— Provided data —
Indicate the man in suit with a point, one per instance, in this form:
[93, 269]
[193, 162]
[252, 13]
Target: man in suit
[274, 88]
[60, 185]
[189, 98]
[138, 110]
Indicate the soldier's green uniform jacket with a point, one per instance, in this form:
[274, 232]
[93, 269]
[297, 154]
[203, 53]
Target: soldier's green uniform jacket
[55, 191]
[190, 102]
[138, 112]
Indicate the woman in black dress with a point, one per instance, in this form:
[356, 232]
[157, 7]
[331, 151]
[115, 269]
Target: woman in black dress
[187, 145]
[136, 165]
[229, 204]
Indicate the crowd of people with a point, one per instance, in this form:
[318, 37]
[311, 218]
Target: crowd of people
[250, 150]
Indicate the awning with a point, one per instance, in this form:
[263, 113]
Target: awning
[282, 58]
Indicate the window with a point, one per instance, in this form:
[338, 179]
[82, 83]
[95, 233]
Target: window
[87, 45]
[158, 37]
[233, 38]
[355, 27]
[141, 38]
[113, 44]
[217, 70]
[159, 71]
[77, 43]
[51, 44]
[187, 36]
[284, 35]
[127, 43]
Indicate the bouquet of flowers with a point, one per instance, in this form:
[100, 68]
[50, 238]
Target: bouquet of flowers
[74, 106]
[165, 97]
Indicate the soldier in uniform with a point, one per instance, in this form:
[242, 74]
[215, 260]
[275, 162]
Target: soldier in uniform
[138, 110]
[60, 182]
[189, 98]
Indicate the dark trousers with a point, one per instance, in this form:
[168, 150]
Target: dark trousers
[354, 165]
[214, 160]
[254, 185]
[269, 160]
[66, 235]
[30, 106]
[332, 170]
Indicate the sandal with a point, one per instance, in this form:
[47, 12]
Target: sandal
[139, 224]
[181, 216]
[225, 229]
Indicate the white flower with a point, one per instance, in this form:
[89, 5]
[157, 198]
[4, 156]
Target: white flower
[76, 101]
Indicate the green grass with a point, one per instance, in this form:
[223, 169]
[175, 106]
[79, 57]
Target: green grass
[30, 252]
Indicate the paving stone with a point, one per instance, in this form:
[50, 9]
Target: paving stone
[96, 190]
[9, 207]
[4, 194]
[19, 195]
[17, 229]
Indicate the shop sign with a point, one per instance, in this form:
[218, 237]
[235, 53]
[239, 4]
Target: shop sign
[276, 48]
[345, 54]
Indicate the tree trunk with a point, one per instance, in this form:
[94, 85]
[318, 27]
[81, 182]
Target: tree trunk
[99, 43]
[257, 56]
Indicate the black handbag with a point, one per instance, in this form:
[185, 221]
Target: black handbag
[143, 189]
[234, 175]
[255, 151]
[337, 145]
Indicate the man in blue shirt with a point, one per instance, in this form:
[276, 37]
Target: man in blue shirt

— Stated exercise —
Without omitting anything, output the entries exactly.

— Correct output —
Indicate the man in suit with a point, one per instance, in this form:
[93, 269]
[193, 162]
[252, 13]
Target: man in suit
[274, 88]
[60, 185]
[189, 98]
[138, 110]
Indicate the soldier's green uniform jacket with a point, one per instance, in this form:
[274, 232]
[93, 269]
[297, 154]
[203, 53]
Target: soldier's green uniform jacket
[55, 191]
[190, 102]
[138, 112]
Indicate the woman in black dress with a point, one per instance, in this form:
[356, 232]
[157, 7]
[331, 151]
[115, 269]
Target: woman in black dress
[187, 145]
[136, 165]
[229, 204]
Indicate the crowd of people with a point, one per instance, in this form:
[318, 37]
[311, 218]
Target: crowd of people
[250, 150]
Indicate the awning with a point, one per instance, in this form:
[263, 113]
Target: awning
[282, 58]
Indicate the window with a point, one per instance, in this form:
[338, 179]
[82, 83]
[95, 233]
Target: window
[87, 45]
[158, 37]
[233, 38]
[355, 27]
[141, 38]
[113, 44]
[217, 70]
[159, 71]
[77, 43]
[51, 44]
[187, 36]
[284, 35]
[127, 43]
Indicate the bouquet of flowers with a point, one per instance, in this form:
[100, 68]
[50, 238]
Target: bouquet of flowers
[74, 106]
[165, 97]
Indicate the soldier in uniform with a point, one per instance, in this form:
[242, 74]
[215, 260]
[275, 162]
Target: soldier in uniform
[138, 110]
[60, 182]
[189, 98]
Indicate the dark trousers with a point, one per instance, in this form:
[168, 150]
Target: dark trousers
[354, 165]
[214, 160]
[254, 185]
[269, 160]
[66, 235]
[30, 106]
[332, 170]
Indicate the sandal with a point, one per instance, in this form:
[47, 12]
Target: sandal
[139, 224]
[181, 216]
[225, 229]
Indicate the white flower with a point, one per instance, in this form:
[89, 5]
[157, 198]
[4, 156]
Target: white flower
[76, 101]
Indicate the green grass with a point, one per instance, in this form:
[223, 169]
[175, 106]
[79, 57]
Target: green grass
[30, 252]
Indicate the paving stone with a point, one per instance, in this form:
[50, 9]
Target: paving stone
[96, 190]
[9, 207]
[4, 194]
[19, 195]
[17, 229]
Indicate the shop sign with a point, one per instance, in this form:
[218, 237]
[235, 53]
[239, 4]
Target: shop sign
[276, 48]
[345, 54]
Indicate the tree trunk with a point, one per instance, in this form:
[94, 85]
[318, 27]
[81, 182]
Target: tree trunk
[99, 43]
[257, 56]
Indicate the black handbag with a point, one per instance, in this form:
[185, 221]
Target: black handbag
[143, 189]
[234, 175]
[255, 151]
[337, 145]
Indicate the man in blue shirt with a point, one per instance, in this form:
[276, 37]
Target: man in blue shirt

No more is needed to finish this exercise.